* **Assigned task**
From the material below, pick out and copy each line that contains the string "positive".

* **Stored data**
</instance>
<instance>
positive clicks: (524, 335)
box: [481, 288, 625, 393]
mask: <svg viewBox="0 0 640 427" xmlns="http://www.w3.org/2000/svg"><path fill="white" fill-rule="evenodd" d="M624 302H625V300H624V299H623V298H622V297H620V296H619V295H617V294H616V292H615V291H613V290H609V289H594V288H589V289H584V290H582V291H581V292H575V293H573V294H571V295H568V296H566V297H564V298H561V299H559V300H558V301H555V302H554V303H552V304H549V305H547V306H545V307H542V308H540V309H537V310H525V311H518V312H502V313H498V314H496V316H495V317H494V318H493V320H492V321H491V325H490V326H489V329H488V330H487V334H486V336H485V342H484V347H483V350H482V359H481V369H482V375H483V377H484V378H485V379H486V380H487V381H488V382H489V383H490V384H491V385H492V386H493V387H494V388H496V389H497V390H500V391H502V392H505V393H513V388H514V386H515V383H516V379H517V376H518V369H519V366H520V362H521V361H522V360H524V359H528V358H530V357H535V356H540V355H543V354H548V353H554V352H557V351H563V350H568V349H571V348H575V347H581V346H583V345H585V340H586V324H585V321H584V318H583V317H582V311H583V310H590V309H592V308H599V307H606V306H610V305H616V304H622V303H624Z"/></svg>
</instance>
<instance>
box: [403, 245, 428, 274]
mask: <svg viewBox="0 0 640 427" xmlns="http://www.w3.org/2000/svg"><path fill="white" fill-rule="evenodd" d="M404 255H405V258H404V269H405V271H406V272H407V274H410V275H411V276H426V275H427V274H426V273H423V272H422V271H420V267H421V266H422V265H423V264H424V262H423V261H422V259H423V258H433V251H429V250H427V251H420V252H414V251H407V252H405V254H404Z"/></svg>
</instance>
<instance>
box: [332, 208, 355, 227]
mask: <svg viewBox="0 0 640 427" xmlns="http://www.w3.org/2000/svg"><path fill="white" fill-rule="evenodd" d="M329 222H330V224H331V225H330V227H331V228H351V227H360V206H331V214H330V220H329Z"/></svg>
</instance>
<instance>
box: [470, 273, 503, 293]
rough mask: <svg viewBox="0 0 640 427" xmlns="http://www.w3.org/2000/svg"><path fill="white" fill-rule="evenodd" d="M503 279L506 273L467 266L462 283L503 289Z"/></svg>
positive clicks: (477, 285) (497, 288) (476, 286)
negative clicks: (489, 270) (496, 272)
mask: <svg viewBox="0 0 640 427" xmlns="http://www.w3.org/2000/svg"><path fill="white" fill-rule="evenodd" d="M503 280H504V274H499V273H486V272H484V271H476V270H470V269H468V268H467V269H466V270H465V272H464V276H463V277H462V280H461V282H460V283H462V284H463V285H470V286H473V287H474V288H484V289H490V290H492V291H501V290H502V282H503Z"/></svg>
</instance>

...

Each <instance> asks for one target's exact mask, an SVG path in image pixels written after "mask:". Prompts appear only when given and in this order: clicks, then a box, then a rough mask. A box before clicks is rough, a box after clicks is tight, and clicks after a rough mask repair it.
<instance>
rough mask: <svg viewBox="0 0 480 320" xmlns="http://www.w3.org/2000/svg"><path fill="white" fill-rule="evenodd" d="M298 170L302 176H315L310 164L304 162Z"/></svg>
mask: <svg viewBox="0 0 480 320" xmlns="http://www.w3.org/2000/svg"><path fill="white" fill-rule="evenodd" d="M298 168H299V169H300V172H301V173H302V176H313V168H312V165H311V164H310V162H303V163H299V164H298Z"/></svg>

* **Your solution**
positive clicks: (524, 335)
positive clicks: (477, 285) (497, 288) (476, 286)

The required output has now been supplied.